- **Given request**: Pictures aside, quote the whole listing exactly.

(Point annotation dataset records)
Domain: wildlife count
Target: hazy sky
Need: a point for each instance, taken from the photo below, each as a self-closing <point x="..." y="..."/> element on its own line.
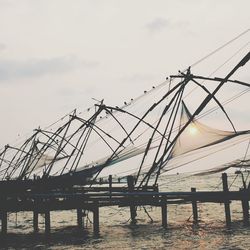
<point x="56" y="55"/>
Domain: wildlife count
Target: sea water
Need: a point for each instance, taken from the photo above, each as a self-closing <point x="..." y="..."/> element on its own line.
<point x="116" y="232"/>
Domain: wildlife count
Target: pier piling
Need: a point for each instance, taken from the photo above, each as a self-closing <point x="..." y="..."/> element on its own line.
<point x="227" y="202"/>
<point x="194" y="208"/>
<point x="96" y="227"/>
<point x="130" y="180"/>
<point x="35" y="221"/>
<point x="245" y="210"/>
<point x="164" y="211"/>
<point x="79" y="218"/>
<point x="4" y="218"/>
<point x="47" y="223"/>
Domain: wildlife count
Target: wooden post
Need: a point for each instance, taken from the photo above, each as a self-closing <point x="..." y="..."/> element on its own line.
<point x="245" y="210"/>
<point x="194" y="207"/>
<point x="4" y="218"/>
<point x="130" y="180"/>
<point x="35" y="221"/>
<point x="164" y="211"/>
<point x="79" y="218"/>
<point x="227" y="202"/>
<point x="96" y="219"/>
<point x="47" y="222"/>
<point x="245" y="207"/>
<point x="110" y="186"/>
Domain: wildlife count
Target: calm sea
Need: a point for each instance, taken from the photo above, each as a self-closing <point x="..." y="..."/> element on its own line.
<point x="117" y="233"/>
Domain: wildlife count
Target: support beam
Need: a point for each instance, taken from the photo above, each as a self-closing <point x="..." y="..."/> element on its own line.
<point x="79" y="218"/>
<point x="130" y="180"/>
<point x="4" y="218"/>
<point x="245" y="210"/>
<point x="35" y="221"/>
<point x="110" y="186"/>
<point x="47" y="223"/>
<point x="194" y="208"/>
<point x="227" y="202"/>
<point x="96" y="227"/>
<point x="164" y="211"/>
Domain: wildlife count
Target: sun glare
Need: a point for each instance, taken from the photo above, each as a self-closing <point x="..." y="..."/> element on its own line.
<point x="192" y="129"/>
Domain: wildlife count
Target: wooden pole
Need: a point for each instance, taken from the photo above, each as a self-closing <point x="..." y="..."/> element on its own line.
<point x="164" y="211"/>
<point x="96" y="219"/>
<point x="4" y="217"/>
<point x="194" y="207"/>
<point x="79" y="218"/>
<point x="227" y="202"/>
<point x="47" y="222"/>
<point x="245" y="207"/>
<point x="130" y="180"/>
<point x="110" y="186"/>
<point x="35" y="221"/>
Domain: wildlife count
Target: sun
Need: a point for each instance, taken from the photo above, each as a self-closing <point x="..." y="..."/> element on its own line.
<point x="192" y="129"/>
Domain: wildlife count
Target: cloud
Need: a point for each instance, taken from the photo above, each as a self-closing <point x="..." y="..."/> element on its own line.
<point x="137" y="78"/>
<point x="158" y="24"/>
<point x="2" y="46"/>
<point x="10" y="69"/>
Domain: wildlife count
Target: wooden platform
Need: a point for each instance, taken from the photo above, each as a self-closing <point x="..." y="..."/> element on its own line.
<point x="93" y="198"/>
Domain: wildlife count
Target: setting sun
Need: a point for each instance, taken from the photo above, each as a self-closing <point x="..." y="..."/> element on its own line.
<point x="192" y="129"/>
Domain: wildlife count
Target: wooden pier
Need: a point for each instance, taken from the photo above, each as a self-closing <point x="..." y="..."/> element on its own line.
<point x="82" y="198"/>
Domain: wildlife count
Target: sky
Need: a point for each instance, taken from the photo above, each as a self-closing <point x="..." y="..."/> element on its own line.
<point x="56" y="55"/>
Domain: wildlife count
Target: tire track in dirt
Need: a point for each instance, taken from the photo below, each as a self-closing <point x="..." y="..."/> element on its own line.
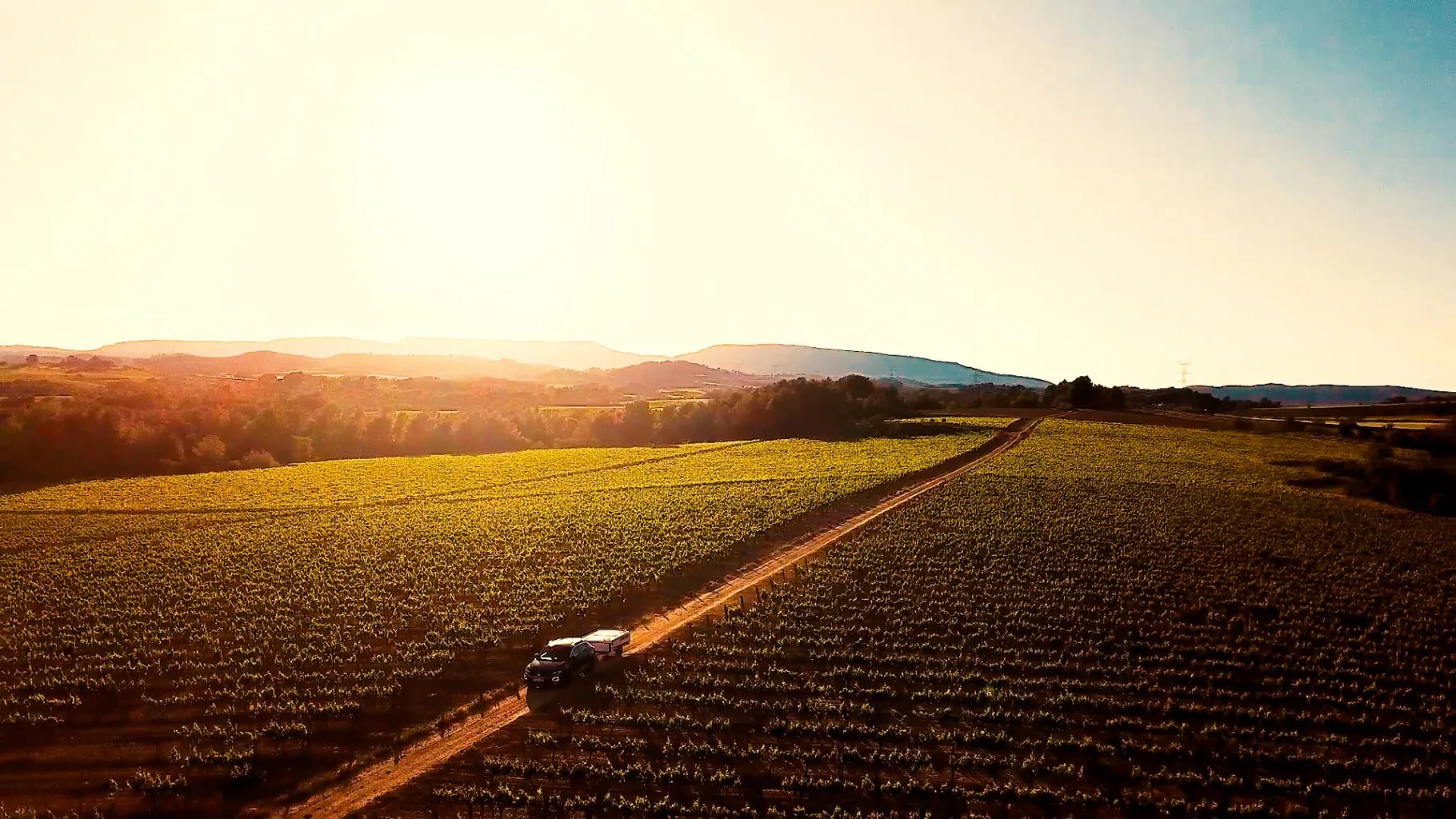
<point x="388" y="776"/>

- **Full output**:
Domain: wildlife count
Target: hazy sky
Need: a point for each instance, taken from the photo below, each as a self-closing <point x="..." y="..."/> element on its own line.
<point x="56" y="55"/>
Domain: wildlife count
Target: sea water
Need: a point for each instance, taken from the photo above, each as a self-closing <point x="..." y="..."/> element on its own line.
<point x="116" y="232"/>
Domain: wildlife count
Target: pier piling
Need: a point for each instance, taken from the photo above, each as a self-closing <point x="..." y="..."/> element on its own line.
<point x="227" y="202"/>
<point x="194" y="208"/>
<point x="96" y="227"/>
<point x="130" y="180"/>
<point x="35" y="221"/>
<point x="245" y="210"/>
<point x="164" y="211"/>
<point x="79" y="218"/>
<point x="4" y="218"/>
<point x="47" y="223"/>
Domain: wildlife count
Target: wooden post
Need: a point for each instance, taken from the photo above, each as a self-closing <point x="..." y="..."/> element on its own line.
<point x="245" y="210"/>
<point x="194" y="207"/>
<point x="4" y="218"/>
<point x="130" y="180"/>
<point x="35" y="221"/>
<point x="164" y="211"/>
<point x="79" y="218"/>
<point x="227" y="202"/>
<point x="96" y="219"/>
<point x="47" y="222"/>
<point x="245" y="207"/>
<point x="110" y="186"/>
Domain: wildlife count
Target: calm sea
Need: a point for each instance, taken from the photo above, each as a self-closing <point x="..." y="..."/> element on its own line.
<point x="117" y="233"/>
Domain: wildlife count
Target: support beam
Need: a point for each instance, taken from the photo above, each as a self-closing <point x="..." y="..."/> element on its own line.
<point x="79" y="218"/>
<point x="130" y="180"/>
<point x="4" y="218"/>
<point x="245" y="210"/>
<point x="35" y="221"/>
<point x="110" y="186"/>
<point x="47" y="223"/>
<point x="194" y="208"/>
<point x="227" y="202"/>
<point x="96" y="227"/>
<point x="164" y="211"/>
Domain: wildlife count
Target: sun glare
Need: a point for each instance, taken from the photo above, each as a self-closing <point x="..." y="..."/> element on its own line.
<point x="192" y="129"/>
Domain: wildlife count
Target: wooden pole
Need: a point for each instance, taken from the photo above, each as a self-closing <point x="..." y="..."/> element on its own line.
<point x="164" y="211"/>
<point x="96" y="219"/>
<point x="4" y="217"/>
<point x="194" y="207"/>
<point x="79" y="218"/>
<point x="227" y="202"/>
<point x="47" y="222"/>
<point x="245" y="207"/>
<point x="130" y="180"/>
<point x="110" y="186"/>
<point x="35" y="221"/>
Domain: wildlife count
Target: sun
Need: a point for each instance, taken from the photo above, each as a self-closing <point x="..." y="..."/> element on its own line.
<point x="192" y="129"/>
Domain: wildlife count
Target: cloud
Need: a point for each instance, taken from the photo above, each as a self-closing <point x="..." y="..."/> element on its own line.
<point x="137" y="78"/>
<point x="158" y="24"/>
<point x="2" y="46"/>
<point x="10" y="69"/>
Domain: wildlife count
Target: wooden platform
Need: a point for each instance, taken from the photo above, each as a self-closing <point x="..." y="..."/> element on its own line.
<point x="93" y="198"/>
Domain: wildlife count
Target: setting sun
Need: a point for each instance, taken from the photo above, each as a self-closing <point x="..." y="..."/> element on its own line.
<point x="192" y="129"/>
Domain: wildlife count
Target: wooden pier
Need: a point for each instance, taken from the photo above, each as a self-closing <point x="..." y="..."/> element on its own line.
<point x="82" y="198"/>
Domain: wildlife count
Target: sky
Need: a point for each instance, taken from the photo above, each as a self-closing <point x="..." y="..."/> element on its own line.
<point x="56" y="55"/>
Domain: wildlife count
Target: tire track in dirt
Need: a point for each instance, taken from the photo below, each as a self-closing <point x="..." y="..."/> element on its own line.
<point x="388" y="776"/>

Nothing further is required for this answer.